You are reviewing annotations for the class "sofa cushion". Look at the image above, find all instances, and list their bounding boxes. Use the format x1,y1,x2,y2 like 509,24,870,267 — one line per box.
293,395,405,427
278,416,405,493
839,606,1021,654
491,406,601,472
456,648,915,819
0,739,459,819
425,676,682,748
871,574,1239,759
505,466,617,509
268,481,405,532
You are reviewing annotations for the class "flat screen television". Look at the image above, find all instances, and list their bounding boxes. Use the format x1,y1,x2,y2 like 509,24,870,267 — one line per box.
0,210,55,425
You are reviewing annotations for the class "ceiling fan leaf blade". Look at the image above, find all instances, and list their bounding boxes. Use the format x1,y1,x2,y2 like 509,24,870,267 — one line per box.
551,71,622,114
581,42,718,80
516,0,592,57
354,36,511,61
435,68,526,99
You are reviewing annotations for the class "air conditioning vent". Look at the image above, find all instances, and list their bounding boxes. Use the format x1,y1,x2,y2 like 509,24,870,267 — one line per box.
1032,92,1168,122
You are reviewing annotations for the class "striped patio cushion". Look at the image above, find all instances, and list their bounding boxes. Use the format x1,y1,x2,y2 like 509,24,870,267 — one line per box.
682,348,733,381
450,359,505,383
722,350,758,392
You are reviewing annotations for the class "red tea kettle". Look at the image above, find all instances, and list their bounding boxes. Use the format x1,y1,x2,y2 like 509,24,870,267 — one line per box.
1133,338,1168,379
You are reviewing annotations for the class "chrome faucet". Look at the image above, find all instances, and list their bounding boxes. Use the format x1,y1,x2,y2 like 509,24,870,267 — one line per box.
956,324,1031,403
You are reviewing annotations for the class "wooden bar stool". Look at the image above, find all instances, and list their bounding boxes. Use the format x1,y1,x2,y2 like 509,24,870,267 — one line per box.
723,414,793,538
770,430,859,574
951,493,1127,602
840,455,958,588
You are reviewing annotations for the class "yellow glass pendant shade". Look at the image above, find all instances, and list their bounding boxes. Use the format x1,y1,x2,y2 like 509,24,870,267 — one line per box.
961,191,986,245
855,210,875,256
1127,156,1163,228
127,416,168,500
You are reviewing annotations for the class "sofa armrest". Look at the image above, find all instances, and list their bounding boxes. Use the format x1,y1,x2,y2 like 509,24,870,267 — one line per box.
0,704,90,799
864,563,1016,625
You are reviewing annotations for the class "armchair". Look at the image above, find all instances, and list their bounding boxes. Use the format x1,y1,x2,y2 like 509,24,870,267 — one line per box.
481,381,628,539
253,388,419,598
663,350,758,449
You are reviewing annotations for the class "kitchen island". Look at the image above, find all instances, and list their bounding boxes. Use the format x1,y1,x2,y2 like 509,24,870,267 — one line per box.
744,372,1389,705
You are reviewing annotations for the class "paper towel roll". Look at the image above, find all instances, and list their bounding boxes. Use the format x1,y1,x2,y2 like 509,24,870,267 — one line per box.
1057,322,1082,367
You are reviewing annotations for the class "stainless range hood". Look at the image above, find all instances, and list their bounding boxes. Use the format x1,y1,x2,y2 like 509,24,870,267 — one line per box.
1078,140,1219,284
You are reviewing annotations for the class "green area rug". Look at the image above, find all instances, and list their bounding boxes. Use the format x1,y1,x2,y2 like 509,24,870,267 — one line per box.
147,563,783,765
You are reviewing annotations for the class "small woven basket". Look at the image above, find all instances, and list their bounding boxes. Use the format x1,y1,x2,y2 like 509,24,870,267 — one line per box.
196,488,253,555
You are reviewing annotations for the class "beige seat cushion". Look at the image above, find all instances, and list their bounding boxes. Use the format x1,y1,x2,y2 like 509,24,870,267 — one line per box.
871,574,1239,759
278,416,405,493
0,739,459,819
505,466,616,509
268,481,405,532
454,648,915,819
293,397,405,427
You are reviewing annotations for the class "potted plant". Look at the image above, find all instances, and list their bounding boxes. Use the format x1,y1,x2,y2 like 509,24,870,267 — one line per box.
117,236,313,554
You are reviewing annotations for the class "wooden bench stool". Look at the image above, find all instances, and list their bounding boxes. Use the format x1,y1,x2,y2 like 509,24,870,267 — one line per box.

TASK INSTRUCTIONS ▸ Rewrite only the lines from the start through the line that contains "1032,92,1168,122", both ends included and the requests kept. Shift every coordinate in the answers by adding 141 to it.

FULL OUTPUT ▸
You are reviewing annotations for the class "sofa cushion". Look at the image above, find all instances, and list their bounding boxes. Use the format x1,y1,x2,y2 like 509,24,870,267 — one line per box.
434,536,546,568
419,557,546,634
980,747,1162,795
632,547,742,613
597,789,1056,960
141,880,600,960
566,817,823,889
1012,715,1380,900
646,607,758,650
409,622,546,673
You are reviewing annotations for the class "flat screen television". Look at the image above, find all instances, and list their bounding boxes. Use the format x1,y1,x2,y2 like 509,24,870,267 — one line per box.
141,351,196,566
You are reviewing annotations for the class "ceiling fan leaf blade". Look at the image above, find all instances, and list their bounding boxes. Use the format x1,y1,x2,y2 like 509,24,870,267 — one line per box.
692,212,763,255
722,183,859,221
657,141,733,198
495,177,652,202
576,209,667,240
You are reviewing annotations for the class "air conditioning vent". Look at the image above, find all instances, and list their bounding boxes. Use the format x1,y1,x2,y2 like 509,24,870,267 — one line per box.
1173,233,1309,263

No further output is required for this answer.